··· Brano fornito ···

Era quella la condanna degli schiavi, per i quali l’unico diritto immutabile e riconosciuto era la fatica e dei quali non resta memoria storica se non quella indiretta delle piramidi che hanno tirato su, intitolate ai loro faraoni, celebrati invece in vita e in morte. La malattia era la pena capitale comminata e applicata per fame, isolamento e abbandono del soggetto diventato rifiuto superfluo da conferire in una fossa senza tante cerimonie.
Avevamo sperato nella fine della schiavitù, almeno da noi – che in altre geografie destinatarie di operazioni di rafforzamento istituzionale, esportazione di democrazia e campagne di aiuto umanitario vigeva ancora con profittevole dinamismo seppure sotto altro nome. E’ successo quando lo sviluppo richiedeva individui talmente in buona salute da garantire non solo uno sfruttamento più fertile e profitti più sicuri ma anche nuovi consumi compresi quelli edonistici più fervidi e prodighi e redditizi.

···

Consegne:
A – Trascrivi dal brano sulla schiavitù il passo che va da "Avevamo sperato nella" a "prodighi e redditizi.".
B – Secondo il brano sulla schiavitù, qual era l'unico diritto immutabile e riconosciuto degli schiavi?
C – Riassumi in forma più breve il paragrafo del brano sulla schiavitù che comincia con "Avevamo sperato nella fine della schiavitù", mantenendone i fatti principali.

··· Dati forniti ···

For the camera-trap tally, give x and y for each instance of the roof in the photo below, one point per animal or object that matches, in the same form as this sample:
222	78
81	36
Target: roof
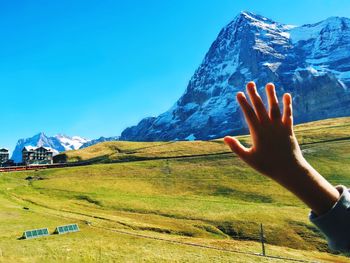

···

Risultati dell'esercizio:
A –
Avevamo sperato nella fine della schiavitù, almeno da noi – che in altre geografie destinatarie di operazioni di rafforzamento istituzionale, esportazione di democrazia e campagne di aiuto umanitario vigeva ancora con profittevole dinamismo seppure sotto altro nome. E’ successo quando lo sviluppo richiedeva individui talmente in buona salute da garantire non solo uno sfruttamento più fertile e profitti più sicuri ma anche nuovi consumi compresi quelli edonistici più fervidi e prodighi e redditizi.

B – La fatica.

C – Si era sperato nella fine della schiavitù, almeno da noi. Altrove, nei paesi destinatari di rafforzamento istituzionale, esportazione di democrazia e aiuti umanitari, la schiavitù continuava con profitto sotto altro nome. Ciò è avvenuto quando lo sviluppo richiedeva individui in buona salute. Servivano per garantire uno sfruttamento più fertile, profitti più sicuri e nuovi consumi, compresi quelli edonistici.